**THE PROBLEM**. Reproduce the records below exactly, but only between the lines holding "positive clicks: (357, 122)" and "box: [293, 138, 316, 157]", inclusive.

**RECORDS PROVIDED**.
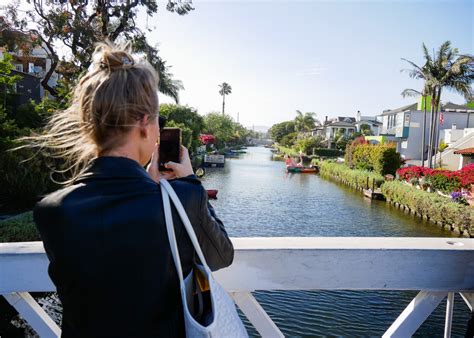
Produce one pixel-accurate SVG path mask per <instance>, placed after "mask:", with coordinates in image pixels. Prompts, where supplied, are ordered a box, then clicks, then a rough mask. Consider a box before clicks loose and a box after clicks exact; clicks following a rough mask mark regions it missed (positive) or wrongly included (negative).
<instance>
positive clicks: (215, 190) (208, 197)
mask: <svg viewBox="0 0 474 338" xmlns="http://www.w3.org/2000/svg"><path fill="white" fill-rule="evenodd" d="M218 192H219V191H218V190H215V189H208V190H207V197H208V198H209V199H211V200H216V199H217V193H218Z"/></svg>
* * *
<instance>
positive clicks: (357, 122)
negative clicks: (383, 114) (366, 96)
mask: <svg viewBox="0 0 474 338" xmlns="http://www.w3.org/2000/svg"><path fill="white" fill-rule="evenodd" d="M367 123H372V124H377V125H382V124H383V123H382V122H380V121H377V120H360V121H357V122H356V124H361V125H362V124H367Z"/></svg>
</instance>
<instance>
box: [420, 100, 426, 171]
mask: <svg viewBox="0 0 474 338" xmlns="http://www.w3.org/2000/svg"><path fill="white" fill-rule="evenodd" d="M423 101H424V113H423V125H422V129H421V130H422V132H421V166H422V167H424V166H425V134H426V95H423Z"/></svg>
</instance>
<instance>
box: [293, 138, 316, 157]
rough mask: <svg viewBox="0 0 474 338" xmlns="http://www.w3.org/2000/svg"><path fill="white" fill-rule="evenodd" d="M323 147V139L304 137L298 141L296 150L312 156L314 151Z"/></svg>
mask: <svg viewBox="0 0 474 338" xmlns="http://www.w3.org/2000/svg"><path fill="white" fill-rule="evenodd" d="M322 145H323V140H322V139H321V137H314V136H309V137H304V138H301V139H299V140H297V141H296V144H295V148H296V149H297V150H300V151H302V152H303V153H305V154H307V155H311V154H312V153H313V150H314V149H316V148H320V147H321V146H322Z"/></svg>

**OUTPUT BELOW**.
positive clicks: (357, 122)
negative clicks: (383, 114) (366, 96)
mask: <svg viewBox="0 0 474 338" xmlns="http://www.w3.org/2000/svg"><path fill="white" fill-rule="evenodd" d="M367 123H372V124H377V125H382V124H383V123H382V122H380V121H377V120H360V121H357V122H356V124H361V125H362V124H367Z"/></svg>
</instance>
<instance>
box: [420, 100, 426, 171]
mask: <svg viewBox="0 0 474 338" xmlns="http://www.w3.org/2000/svg"><path fill="white" fill-rule="evenodd" d="M423 101H424V113H423V125H422V129H421V130H422V132H421V166H422V167H424V166H425V134H426V95H423Z"/></svg>
</instance>
<instance>
box: [293, 138, 316, 157]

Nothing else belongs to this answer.